> DIRECTIONS:
1/ Answer these about the Netflix recommendations thread below, one line each:
(a) What prize amount was offered in the Netflix machine learning competition?
(b) After watching S01E04 yesterday, which episode does one commenter want to watch today?
(c) What has the last commenter never seen the system recommend?
2/ Edit the stretch from "Prime is full" through "recommendations very often." in the Netflix recommendations thread below, swapping "Metaflow" for "recommendation engines", and return the revised passage.
3/ Extend the Netflix recommendations thread below, picking up right after its final sentence.

> QUOTED TEXT:
• • • • •

Netflix actually organized a major machine learning competition more than a decade ago[1] with thousands of the best researchers trying to beat some internal benchmark by a few percent, for $1M prize, I'm wondering where did all that "learning" go.

My guess is that whatever rankings they currently produce maximize some internal revenue target and that target' user base is not me or you.

[1] https://en.wikipedia.org/wiki/Netflix_Prize


Yup. It just ends up irritating users though if the suggestions break basic common sense.

If I watched S01E04 yesterday I want to watch S01E05 today. The interface should be suggesting that PLUS whatever else the ML comes up with in addition, not instead of.

Prime is full of minor irritations like that make me wonder whether Amazon engineers dogfood enough


Their recommender system likely has multiple inputs that are under specific constraints and weightings. How well their recommendation algorithms work will probably never be known by the general public as we are force-fed a steady diet of whitelisted staff picks and promotional items.


So what's the point of making tools like Metaflow? Justifying salaries for their engineers I suppose?


I see this complaint about poor recommendations very often.

But the recommendations seem to work perfectly for me - I wonder whether that is the case for the silent majority?

The match % is usually spot on for me, and I've never seen it recommend any titles I've given a thumbs-down to.

• • • • •

> INFORMATION SUPPLIED:
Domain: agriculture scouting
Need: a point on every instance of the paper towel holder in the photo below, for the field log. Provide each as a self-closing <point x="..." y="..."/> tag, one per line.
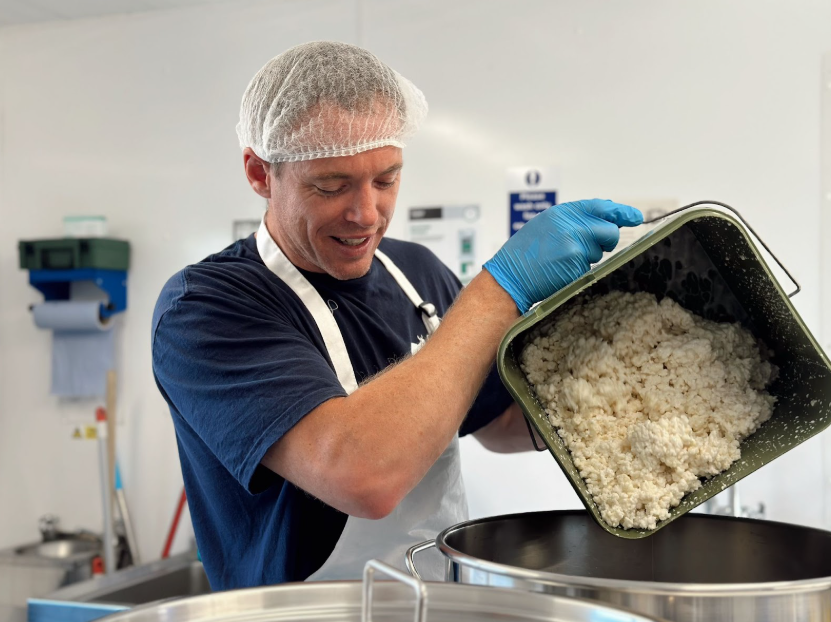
<point x="55" y="285"/>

• • • • •

> ANSWERS PROVIDED:
1/
(a) $1M
(b) S01E05
(c) Titles they have given a thumbs-down to

2/
Prime is full of minor irritations like that make me wonder whether Amazon engineers dogfood enough


Their recommender system likely has multiple inputs that are under specific constraints and weightings. How well their recommendation algorithms work will probably never be known by the general public as we are force-fed a steady diet of whitelisted staff picks and promotional items.


So what's the point of making tools like recommendation engines? Justifying salaries for their engineers I suppose?


I see this complaint about poor recommendations very often.

3/
For many of the complainers, Netflix is showing them something they would actually enjoy. How to communicate that is challenging. I remember Pandora’s generated stations having a similar issue years ago, where it would catch similarities between on-trend bands and bands that had fallen out of favor. It was right, but it could sometimes be hard to submit to the insight of the algorithm. Spotify is one that I think does this well as they understand how not to give a recommendation that insults or offends, even if it’s technically an accurate response.


Do you have a counter example of a streaming service that does recommendations better?


Back when I used Netflix primarily for DVDs, the recommender system worked pretty well for me.

Much later, when they switched to simple thumbs up/down, the recommender system was entirely useless to me. (Not merely because of the dumbed-down rating system; the recommendations were genuinely bad.)

For the time in between, I'm not sure if the degradation was gradual, sporadic, or not degraded at all.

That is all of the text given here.